Transcribe the data below from its first line through the line containing "126 59 198 142", both included, and leave the pictures out.

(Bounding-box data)
** Begin **
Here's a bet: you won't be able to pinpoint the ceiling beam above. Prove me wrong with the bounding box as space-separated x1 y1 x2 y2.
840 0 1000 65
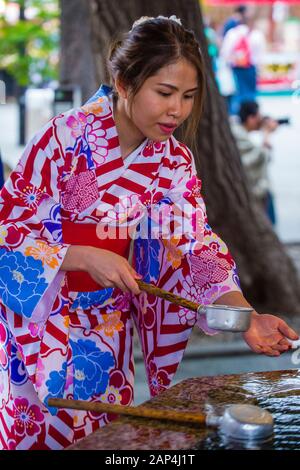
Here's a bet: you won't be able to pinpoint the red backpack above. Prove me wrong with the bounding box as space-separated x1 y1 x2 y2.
231 34 251 68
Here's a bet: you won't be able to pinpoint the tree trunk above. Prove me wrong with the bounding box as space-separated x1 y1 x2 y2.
60 0 98 100
58 0 300 314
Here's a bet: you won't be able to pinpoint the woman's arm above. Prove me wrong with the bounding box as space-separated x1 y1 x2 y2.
215 291 299 356
61 245 140 295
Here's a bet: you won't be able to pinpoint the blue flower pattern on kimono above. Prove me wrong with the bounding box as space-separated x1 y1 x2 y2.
11 344 28 385
134 228 160 282
71 288 113 310
70 339 115 400
42 204 62 243
45 362 67 415
0 248 48 318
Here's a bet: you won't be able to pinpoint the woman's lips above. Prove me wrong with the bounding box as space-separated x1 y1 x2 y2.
158 124 177 134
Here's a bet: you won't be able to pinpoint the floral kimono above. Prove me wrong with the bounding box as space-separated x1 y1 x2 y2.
0 86 240 449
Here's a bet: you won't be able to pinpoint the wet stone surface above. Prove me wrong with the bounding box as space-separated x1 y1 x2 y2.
68 369 300 450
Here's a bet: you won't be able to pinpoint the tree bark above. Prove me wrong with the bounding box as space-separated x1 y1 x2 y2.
62 0 300 314
60 0 98 100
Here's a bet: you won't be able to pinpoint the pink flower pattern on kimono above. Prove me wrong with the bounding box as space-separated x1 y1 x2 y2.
178 308 197 326
67 112 87 139
35 358 45 388
141 140 165 157
14 398 44 436
101 194 145 225
190 250 232 290
85 114 108 164
147 360 170 396
28 322 45 339
183 175 202 198
0 323 8 369
100 370 132 405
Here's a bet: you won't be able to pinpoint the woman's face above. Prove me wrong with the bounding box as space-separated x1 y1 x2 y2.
126 59 198 142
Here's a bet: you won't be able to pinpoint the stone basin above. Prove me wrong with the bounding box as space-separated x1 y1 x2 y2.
68 369 300 450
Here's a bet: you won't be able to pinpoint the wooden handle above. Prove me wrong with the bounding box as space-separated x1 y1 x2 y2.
48 398 206 425
136 279 202 312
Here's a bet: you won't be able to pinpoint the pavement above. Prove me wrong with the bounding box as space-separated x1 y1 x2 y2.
0 96 300 404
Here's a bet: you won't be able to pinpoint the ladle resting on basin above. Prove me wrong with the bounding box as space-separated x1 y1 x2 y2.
48 398 273 440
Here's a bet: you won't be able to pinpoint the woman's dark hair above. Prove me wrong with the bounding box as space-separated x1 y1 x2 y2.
107 18 205 149
239 101 259 124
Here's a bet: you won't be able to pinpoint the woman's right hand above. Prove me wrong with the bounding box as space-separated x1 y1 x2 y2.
85 247 141 295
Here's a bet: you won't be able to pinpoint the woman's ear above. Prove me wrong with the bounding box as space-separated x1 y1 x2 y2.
115 77 128 99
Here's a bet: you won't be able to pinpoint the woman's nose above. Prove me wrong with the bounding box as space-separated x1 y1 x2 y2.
168 100 182 117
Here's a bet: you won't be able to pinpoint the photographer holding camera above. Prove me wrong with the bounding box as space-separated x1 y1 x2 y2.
231 101 282 225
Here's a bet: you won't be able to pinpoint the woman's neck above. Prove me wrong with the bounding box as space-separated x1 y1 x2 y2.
114 98 145 160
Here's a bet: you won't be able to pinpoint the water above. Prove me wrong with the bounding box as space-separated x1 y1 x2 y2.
191 371 300 450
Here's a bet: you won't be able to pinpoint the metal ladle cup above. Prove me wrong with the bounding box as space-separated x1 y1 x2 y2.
197 305 253 332
136 279 253 332
206 404 274 441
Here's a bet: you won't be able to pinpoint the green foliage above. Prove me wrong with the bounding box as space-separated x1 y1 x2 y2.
0 0 59 86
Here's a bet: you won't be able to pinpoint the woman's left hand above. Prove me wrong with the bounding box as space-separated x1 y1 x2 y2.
243 312 299 356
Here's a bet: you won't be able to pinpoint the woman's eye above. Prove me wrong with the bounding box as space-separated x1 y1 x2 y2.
158 91 171 96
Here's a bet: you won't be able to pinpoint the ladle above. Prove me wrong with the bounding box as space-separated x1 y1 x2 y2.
136 279 253 332
48 398 273 440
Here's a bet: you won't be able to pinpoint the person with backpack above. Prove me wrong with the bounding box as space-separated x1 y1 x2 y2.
220 20 265 115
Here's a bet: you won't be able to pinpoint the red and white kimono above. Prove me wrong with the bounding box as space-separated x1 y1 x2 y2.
0 86 240 449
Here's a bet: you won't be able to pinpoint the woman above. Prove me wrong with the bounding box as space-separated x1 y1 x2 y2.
0 17 297 449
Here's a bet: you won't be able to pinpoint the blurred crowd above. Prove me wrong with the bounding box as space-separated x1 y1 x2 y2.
205 5 279 225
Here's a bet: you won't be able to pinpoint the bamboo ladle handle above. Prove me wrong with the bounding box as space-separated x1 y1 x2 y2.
136 279 202 312
48 398 206 425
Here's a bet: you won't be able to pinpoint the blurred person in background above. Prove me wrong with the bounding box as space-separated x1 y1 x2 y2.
220 18 265 114
231 101 278 225
204 18 221 73
222 5 247 37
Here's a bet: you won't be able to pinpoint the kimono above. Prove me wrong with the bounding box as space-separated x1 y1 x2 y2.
0 86 240 449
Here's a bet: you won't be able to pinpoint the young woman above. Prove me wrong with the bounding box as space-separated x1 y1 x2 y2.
0 17 298 449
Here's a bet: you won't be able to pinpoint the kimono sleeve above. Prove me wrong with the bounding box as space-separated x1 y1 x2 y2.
166 145 241 334
0 121 68 321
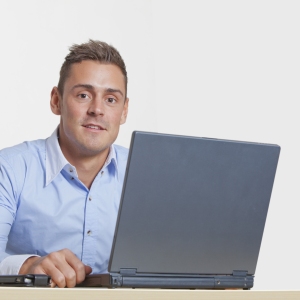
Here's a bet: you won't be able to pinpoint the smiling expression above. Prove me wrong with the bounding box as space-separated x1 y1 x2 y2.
51 60 128 161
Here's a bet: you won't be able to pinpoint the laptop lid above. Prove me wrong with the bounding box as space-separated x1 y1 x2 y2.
108 132 280 275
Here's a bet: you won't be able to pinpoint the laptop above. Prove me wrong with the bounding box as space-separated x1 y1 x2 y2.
79 131 280 289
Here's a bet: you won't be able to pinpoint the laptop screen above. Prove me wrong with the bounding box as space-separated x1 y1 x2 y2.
109 132 280 275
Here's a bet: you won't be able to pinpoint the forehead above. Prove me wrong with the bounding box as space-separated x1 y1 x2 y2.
64 60 126 94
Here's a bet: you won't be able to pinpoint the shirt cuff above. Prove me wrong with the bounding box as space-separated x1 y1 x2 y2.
0 254 39 275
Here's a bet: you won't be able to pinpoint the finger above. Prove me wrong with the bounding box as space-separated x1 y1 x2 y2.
42 251 76 288
84 265 93 275
62 249 86 287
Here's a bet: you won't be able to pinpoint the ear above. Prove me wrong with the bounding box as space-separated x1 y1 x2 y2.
120 98 129 125
50 86 61 116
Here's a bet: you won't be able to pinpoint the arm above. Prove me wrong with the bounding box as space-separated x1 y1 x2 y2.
0 156 92 287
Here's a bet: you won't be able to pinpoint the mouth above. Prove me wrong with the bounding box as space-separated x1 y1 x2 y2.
82 124 106 130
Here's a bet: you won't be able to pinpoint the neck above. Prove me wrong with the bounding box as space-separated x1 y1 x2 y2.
60 141 109 189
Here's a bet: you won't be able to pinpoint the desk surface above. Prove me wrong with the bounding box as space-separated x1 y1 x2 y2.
0 287 300 300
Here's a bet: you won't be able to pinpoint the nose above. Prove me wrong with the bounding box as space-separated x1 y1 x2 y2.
87 98 104 116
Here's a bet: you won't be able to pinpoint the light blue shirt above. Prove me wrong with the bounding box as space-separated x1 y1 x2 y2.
0 130 128 273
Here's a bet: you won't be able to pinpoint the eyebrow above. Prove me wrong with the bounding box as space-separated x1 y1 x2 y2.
72 84 124 97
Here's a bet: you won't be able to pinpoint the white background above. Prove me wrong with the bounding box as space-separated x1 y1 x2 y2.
0 0 300 290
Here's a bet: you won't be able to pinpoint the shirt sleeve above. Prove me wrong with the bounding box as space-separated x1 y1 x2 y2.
0 254 38 275
0 156 17 265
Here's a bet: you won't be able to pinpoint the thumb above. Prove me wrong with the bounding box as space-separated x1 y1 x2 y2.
84 265 93 275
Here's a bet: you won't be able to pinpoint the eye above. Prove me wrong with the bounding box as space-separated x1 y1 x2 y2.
107 98 117 104
78 94 89 99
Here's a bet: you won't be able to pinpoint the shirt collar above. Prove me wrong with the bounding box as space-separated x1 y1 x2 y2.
46 128 119 186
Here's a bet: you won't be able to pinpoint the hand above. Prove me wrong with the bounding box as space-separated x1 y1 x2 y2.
19 249 92 287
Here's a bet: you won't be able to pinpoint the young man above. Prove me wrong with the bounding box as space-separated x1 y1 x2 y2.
0 40 128 287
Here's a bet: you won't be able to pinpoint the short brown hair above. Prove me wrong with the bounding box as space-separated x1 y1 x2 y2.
57 40 128 98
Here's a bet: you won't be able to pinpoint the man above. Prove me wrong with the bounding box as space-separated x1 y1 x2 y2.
0 40 129 287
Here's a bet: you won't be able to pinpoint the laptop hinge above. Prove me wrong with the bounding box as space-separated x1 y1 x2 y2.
232 270 248 277
120 268 136 275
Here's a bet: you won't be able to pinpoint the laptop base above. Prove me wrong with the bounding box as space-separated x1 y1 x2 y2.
77 273 254 289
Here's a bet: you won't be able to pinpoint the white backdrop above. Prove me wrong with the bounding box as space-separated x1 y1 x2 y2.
0 0 300 290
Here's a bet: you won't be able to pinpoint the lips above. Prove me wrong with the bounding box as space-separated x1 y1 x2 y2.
83 124 105 130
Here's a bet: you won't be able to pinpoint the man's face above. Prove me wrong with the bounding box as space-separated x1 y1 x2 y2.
51 60 128 156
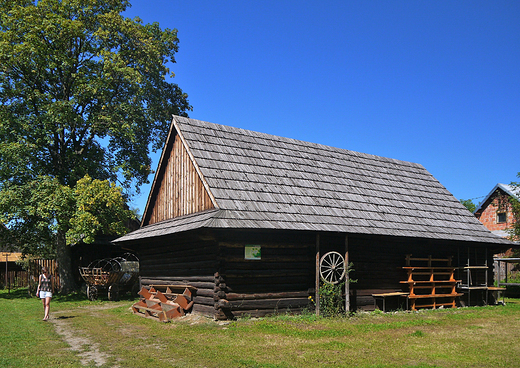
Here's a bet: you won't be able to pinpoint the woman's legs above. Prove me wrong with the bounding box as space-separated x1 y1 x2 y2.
42 297 51 321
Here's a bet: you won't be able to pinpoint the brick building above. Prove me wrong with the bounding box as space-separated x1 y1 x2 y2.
475 184 518 238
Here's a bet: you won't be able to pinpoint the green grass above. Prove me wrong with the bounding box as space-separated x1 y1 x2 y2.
0 291 520 368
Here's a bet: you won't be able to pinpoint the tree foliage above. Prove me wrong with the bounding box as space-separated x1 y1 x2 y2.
0 0 191 289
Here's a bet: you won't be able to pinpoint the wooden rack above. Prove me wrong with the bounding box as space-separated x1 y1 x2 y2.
401 254 463 310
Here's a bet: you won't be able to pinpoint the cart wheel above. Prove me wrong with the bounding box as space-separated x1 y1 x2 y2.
87 285 98 301
108 284 119 302
320 252 345 285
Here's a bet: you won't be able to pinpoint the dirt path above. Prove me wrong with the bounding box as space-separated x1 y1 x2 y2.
49 312 117 367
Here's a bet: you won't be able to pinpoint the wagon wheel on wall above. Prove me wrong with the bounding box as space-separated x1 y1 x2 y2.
87 285 98 301
320 252 345 285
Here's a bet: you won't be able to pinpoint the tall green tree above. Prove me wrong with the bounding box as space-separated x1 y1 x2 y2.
0 0 191 292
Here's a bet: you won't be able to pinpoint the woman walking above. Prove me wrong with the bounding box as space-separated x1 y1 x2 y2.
36 267 54 321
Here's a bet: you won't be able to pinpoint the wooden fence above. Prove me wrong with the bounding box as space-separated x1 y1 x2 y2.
0 259 60 294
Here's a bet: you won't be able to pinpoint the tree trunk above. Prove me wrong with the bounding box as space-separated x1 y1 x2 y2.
56 231 76 294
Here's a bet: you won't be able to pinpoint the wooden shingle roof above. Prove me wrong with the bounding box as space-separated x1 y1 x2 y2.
118 116 507 244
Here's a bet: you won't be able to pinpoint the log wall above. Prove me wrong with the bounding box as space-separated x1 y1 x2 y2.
134 232 218 317
215 232 315 319
123 229 500 319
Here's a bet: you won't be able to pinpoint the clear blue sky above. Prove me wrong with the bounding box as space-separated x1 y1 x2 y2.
126 0 520 214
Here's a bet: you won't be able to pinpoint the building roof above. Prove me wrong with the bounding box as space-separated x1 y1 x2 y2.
473 183 520 213
117 116 510 244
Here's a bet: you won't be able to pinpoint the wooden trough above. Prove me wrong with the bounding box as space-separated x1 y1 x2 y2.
132 285 195 322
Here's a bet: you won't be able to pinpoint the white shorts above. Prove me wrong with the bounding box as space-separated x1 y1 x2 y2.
40 291 52 299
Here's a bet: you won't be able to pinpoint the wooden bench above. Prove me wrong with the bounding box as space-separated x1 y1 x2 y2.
372 291 409 312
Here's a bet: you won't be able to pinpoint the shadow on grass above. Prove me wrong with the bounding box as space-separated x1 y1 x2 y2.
0 288 32 299
0 288 138 302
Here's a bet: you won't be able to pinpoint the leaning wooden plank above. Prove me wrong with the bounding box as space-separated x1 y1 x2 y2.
182 288 192 300
132 300 147 313
173 295 193 310
155 291 168 303
162 303 184 319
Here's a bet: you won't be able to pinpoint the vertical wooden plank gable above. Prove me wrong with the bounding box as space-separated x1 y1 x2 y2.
143 134 215 225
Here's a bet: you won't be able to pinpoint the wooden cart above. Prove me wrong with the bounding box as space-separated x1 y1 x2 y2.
79 253 139 300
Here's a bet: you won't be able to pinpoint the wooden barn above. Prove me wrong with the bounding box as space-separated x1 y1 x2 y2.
112 116 512 319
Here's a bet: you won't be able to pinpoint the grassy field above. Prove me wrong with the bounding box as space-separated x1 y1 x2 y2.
0 290 520 368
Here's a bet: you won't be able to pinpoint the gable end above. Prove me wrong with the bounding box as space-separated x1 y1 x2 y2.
143 130 215 226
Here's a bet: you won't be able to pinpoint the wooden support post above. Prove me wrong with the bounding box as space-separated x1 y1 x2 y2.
314 234 320 316
345 235 350 314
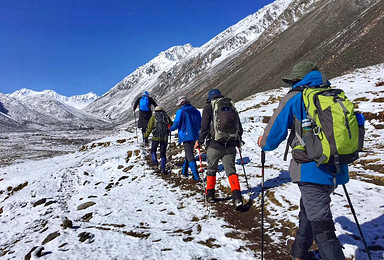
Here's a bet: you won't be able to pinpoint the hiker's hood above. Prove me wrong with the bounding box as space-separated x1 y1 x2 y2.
292 70 331 88
180 103 196 113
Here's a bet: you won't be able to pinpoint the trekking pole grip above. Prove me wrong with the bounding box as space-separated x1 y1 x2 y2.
261 150 265 164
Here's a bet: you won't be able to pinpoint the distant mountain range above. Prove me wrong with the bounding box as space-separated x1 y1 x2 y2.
7 88 99 109
0 89 110 132
0 0 384 131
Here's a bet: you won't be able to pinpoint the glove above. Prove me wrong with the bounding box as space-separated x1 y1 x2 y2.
257 136 263 147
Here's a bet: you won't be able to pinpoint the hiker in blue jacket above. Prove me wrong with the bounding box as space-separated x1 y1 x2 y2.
169 96 201 183
258 61 349 260
133 91 157 145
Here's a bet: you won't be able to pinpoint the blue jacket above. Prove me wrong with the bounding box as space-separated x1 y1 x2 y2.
169 104 201 143
261 71 349 185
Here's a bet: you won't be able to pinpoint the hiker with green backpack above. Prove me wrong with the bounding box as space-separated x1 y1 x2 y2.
258 61 364 260
144 106 172 174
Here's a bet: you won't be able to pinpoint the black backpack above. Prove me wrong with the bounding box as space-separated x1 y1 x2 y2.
153 111 171 138
211 97 240 144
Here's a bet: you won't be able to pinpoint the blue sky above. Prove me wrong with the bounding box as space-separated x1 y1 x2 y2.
0 0 273 96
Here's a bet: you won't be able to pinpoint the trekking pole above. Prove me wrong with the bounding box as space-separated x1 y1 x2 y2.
169 131 172 161
237 147 251 195
133 111 139 143
343 184 372 260
197 147 208 205
261 150 265 260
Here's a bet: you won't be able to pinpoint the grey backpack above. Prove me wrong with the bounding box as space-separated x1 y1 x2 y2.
211 97 240 144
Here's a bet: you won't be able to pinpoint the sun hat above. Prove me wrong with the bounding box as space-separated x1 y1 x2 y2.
207 88 223 101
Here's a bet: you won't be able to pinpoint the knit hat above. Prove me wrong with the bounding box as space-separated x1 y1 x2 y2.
155 106 164 111
281 61 318 83
207 88 223 101
176 96 189 106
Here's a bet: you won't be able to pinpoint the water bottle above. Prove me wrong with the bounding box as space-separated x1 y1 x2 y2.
301 118 312 135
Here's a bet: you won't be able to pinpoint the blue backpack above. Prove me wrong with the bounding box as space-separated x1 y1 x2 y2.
140 95 150 111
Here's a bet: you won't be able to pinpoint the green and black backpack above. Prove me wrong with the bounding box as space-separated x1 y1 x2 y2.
293 85 365 172
211 97 240 144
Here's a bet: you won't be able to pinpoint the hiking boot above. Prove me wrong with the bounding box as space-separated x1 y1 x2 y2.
233 199 243 210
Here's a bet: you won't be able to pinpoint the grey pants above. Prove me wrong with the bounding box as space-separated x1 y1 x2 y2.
183 141 195 162
207 147 236 176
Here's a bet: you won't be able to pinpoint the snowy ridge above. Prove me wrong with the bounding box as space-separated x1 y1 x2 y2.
0 64 384 259
8 88 98 109
118 44 194 91
0 89 110 132
86 0 298 124
188 0 292 65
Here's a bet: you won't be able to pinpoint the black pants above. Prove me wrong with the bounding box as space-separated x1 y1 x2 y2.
151 140 167 158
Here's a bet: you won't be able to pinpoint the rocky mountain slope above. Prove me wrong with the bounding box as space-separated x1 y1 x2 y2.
0 63 384 260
** End **
### Result below
Here's a bet: you won't be able to pinpoint the ceiling beam above. Prove me wrong with the bounding box as space-separated x1 y1 x2 y2.
840 0 1000 65
Here's a bet: you won't be able to pinpoint the red backpack above. Prove me wrong with the bounding box as space-separated x1 y1 x2 y2.
231 34 251 68
Here's a bet: you won't be able to pinpoint the tree trunk above. Prove me wrong with the bounding box as space-separated x1 y1 x2 y2.
60 0 98 100
58 0 300 314
Here's a bet: you won't be able to pinpoint the woman's arm above. Prove me wrong with the bounding box as space-separated x1 y1 x2 y2.
215 291 299 356
61 245 140 295
Here's a bet: you won't be able to pinpoint the blue flower pattern on kimono above. Prove me wrong with the bounding box as space-separated x1 y1 x2 y2.
11 344 28 385
134 228 160 282
71 288 113 310
70 339 115 400
42 204 62 243
45 362 67 415
0 248 48 318
Here's a bet: you won't be able to pinpoint the woman's lips above. Prove me wrong with the bounding box as space-separated x1 y1 x2 y2.
158 124 177 134
Here's a bet: you won't be able to pinpoint the floral kimono above. Prove me wrong with the bounding box as space-separated x1 y1 x2 y2.
0 86 240 449
Here's a bet: you won't be able to pinpoint the wet stone surface above. Prove me wrong with the bounding box as space-separated x1 y1 x2 y2.
68 369 300 450
Here's a bet: you won't be able to pinpoint the tree bark above. Prove me wrong with the bounding box as space-separated x1 y1 x2 y2.
62 0 300 314
60 0 98 100
Here's a bet: you won't be able to pinpoint the pink flower pattern on kimono above. Prove me wrong with the bounding box as space-separated x1 y1 x2 y2.
178 308 197 326
67 112 87 139
35 358 45 388
141 140 165 157
14 398 44 436
101 194 145 225
190 250 232 290
85 114 108 164
147 360 170 396
28 322 45 339
183 175 202 198
0 323 8 369
100 370 132 405
Here's a bet: you won't be able to pinpoint the woman's face above. Prove me wrong with the bounding box as space-separated x1 y1 x2 y2.
126 59 198 142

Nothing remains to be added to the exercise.